** start **

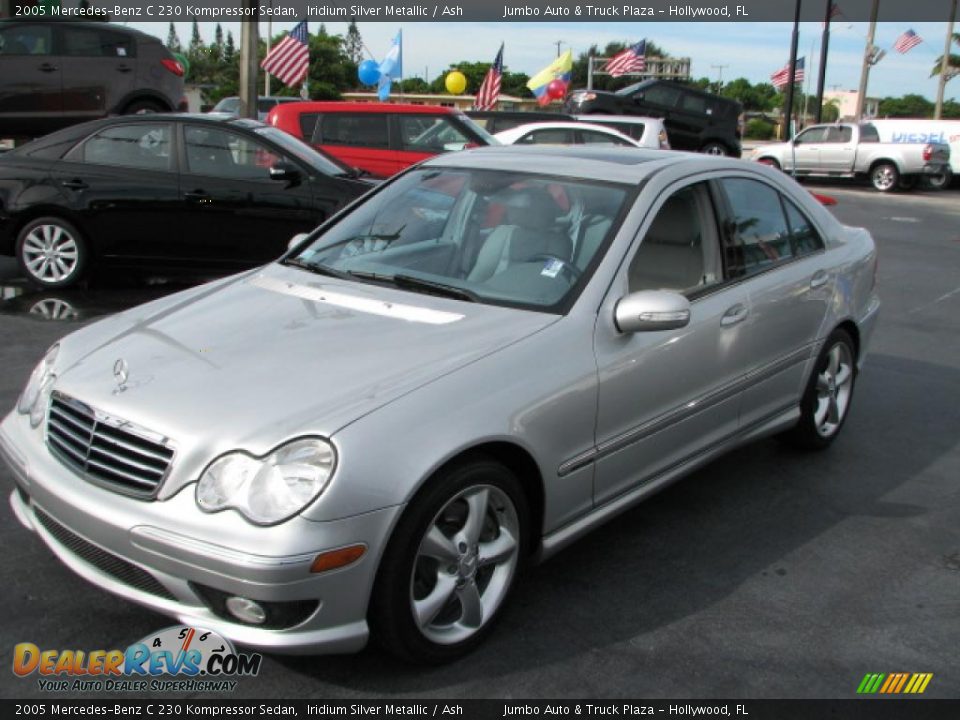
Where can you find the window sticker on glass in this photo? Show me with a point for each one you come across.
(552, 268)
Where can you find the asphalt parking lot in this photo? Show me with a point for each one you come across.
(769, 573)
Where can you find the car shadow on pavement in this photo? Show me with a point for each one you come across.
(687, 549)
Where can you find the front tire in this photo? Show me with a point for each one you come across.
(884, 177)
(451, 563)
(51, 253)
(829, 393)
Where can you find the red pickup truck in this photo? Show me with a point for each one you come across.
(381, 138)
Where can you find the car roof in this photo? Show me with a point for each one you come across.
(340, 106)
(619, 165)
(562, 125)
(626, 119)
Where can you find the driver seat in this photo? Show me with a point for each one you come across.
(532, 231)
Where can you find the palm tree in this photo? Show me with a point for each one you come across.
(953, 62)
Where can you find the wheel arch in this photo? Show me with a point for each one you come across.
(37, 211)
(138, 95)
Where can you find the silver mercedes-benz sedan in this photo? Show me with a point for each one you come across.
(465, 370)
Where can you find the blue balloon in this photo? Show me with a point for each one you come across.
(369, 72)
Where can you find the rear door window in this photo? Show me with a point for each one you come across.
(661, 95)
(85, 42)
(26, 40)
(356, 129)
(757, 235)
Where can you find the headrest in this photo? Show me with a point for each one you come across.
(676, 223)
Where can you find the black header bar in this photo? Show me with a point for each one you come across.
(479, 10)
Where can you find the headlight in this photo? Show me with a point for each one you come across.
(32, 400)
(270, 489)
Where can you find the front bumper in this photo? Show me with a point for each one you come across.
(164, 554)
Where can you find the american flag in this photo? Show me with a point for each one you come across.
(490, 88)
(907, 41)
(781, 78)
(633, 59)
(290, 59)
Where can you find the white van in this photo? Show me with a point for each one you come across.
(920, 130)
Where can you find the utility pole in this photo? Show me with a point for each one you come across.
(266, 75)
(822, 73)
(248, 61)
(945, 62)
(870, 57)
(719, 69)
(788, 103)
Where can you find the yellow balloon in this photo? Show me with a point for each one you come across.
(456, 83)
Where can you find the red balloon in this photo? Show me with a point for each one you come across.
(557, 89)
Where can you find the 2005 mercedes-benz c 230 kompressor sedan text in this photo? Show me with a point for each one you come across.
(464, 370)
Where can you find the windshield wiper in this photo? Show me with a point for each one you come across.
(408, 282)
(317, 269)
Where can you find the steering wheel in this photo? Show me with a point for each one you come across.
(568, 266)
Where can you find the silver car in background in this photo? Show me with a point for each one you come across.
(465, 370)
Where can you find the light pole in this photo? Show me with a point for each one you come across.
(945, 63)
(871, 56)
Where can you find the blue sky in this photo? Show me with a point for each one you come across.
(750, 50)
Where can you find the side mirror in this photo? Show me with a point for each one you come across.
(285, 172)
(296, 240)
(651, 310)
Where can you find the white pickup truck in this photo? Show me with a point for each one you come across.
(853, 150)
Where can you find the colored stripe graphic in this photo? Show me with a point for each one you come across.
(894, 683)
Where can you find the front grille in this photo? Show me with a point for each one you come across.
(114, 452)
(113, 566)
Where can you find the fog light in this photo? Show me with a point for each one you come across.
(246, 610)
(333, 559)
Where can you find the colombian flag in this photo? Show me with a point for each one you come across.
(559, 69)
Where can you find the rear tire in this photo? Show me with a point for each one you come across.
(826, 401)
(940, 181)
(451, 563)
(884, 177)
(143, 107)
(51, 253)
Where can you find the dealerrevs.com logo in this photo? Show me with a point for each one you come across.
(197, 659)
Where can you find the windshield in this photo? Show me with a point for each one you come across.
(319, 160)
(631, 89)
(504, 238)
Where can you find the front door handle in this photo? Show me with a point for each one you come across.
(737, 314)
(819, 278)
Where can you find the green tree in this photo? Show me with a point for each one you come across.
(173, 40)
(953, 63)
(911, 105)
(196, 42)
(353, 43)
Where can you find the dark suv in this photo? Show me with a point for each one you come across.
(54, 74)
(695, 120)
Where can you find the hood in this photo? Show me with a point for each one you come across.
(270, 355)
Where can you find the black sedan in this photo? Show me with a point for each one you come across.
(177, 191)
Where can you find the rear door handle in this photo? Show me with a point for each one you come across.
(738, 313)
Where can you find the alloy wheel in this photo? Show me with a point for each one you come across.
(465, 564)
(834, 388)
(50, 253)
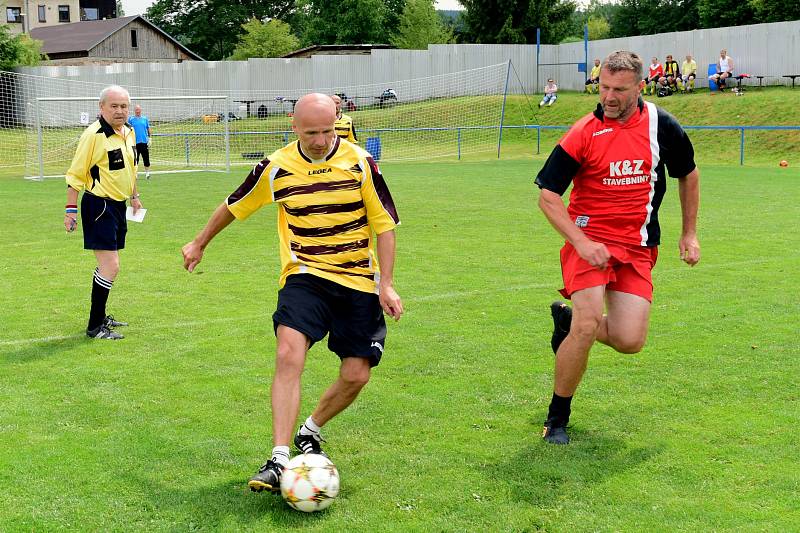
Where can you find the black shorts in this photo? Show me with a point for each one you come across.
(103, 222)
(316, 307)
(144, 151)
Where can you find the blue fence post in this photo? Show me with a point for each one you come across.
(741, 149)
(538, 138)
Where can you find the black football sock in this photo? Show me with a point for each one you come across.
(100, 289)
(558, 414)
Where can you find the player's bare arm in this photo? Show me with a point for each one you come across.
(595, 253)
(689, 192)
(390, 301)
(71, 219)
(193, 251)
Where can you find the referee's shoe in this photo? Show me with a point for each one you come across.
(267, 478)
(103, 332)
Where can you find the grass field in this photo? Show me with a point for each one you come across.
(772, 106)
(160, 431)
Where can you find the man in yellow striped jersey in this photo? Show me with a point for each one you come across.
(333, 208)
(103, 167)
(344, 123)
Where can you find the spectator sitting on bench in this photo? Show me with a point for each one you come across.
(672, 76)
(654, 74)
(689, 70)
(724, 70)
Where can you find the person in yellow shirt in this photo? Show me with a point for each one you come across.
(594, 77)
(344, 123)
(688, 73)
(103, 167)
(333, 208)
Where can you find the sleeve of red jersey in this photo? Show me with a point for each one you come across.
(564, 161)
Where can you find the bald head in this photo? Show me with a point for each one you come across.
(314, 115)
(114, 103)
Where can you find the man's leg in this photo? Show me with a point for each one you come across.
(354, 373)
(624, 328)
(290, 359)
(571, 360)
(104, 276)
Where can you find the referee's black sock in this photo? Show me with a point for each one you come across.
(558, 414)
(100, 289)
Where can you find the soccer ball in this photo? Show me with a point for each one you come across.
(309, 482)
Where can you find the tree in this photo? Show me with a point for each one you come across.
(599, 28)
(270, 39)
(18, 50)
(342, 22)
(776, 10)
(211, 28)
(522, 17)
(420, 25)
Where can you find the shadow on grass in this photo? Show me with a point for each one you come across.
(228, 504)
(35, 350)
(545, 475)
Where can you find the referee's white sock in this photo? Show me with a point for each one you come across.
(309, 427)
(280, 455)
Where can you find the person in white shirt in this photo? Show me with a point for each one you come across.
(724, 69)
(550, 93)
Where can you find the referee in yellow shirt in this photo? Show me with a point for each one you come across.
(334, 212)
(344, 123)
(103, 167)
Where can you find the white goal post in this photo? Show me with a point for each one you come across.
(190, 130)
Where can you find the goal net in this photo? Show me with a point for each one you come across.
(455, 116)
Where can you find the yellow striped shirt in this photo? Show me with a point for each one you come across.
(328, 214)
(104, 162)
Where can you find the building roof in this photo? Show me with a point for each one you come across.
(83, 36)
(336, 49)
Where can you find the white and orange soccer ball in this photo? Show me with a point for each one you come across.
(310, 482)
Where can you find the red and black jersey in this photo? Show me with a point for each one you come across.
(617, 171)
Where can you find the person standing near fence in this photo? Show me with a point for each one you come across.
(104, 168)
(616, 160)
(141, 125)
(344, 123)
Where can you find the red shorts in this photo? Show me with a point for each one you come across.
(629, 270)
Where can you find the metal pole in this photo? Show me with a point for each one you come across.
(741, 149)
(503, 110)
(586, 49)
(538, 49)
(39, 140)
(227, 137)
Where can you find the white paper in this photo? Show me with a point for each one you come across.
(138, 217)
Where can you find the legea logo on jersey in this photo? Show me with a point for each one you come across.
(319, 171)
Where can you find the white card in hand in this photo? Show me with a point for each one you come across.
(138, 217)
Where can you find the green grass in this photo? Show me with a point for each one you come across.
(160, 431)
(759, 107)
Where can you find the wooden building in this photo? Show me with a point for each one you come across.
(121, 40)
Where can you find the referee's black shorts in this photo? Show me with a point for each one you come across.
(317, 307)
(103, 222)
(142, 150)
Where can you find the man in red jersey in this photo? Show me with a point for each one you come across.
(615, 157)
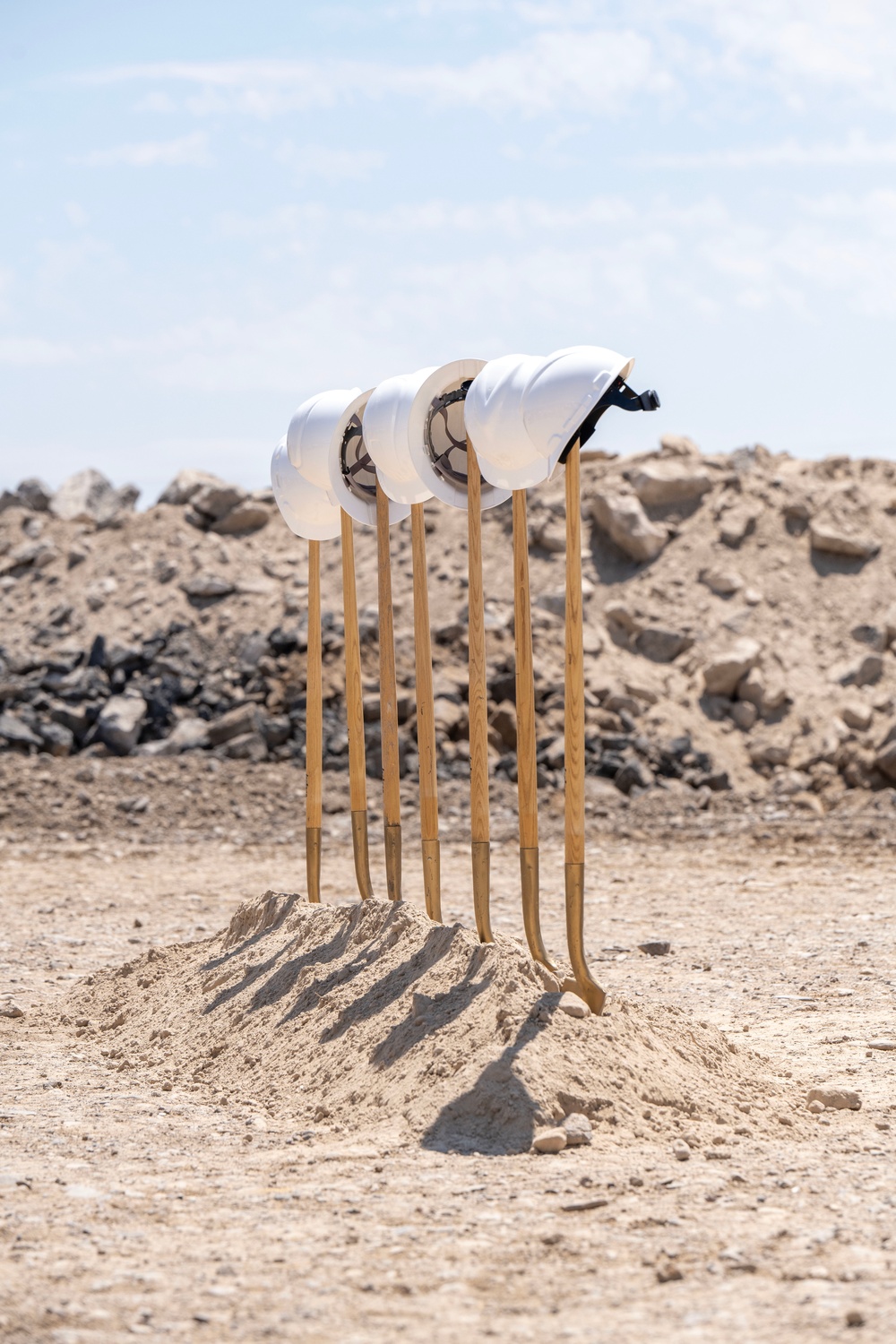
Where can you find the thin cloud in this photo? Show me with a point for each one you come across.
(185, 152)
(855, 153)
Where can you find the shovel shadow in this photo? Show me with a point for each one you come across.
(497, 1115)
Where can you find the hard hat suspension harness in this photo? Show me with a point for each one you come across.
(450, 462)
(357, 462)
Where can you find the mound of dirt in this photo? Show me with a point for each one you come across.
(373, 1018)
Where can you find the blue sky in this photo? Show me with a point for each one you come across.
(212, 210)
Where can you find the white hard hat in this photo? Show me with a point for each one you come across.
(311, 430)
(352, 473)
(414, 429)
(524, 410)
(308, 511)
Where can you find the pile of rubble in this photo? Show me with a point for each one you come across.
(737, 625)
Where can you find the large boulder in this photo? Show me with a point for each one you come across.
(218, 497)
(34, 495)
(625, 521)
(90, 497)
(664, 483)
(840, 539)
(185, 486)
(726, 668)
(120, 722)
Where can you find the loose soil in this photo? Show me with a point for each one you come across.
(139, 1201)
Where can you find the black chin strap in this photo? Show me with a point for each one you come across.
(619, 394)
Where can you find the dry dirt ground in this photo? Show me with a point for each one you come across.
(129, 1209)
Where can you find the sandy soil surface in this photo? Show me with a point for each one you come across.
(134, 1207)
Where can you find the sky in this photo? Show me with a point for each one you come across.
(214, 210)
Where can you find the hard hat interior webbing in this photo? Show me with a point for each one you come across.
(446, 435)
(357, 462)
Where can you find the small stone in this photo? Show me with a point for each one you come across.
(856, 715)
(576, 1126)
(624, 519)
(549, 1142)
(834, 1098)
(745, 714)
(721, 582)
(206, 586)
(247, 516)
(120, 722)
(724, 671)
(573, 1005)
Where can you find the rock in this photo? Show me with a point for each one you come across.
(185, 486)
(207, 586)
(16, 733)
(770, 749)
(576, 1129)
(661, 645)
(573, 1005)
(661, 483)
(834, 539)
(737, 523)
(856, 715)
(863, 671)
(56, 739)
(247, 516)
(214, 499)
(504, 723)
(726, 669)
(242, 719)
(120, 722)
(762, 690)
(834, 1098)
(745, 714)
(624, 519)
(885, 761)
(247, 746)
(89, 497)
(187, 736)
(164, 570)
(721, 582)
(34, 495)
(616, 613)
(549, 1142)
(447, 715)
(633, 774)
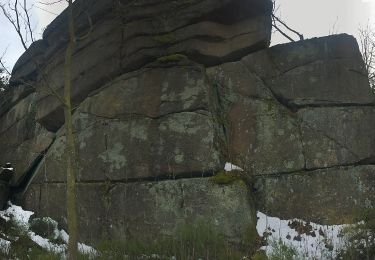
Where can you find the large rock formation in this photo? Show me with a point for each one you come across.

** end **

Given exercise
Lay out the records as a two-column CSV with the columns "label" and "coordinates", one row for each record, starting at the line that has "Where can you find the loose" and stopping after the line that has "(134, 1207)". Put each value in its own quoted field, with any line breaks turned into spaces.

Expected answer
label,coordinates
"Where can you find the loose soil in this photo? Show me with a point for each one you come across.","(139, 1201)"
"Where can you find the black chin strap in this photo? Show me with a point for each one you come across.","(619, 394)"
"Where can you find the dry dirt ground in this photo? Show me with a point for each one you come across.","(129, 1209)"
"Where can you find the sandy soil surface in this photo? Show me with a point for each one you come across.","(134, 1207)"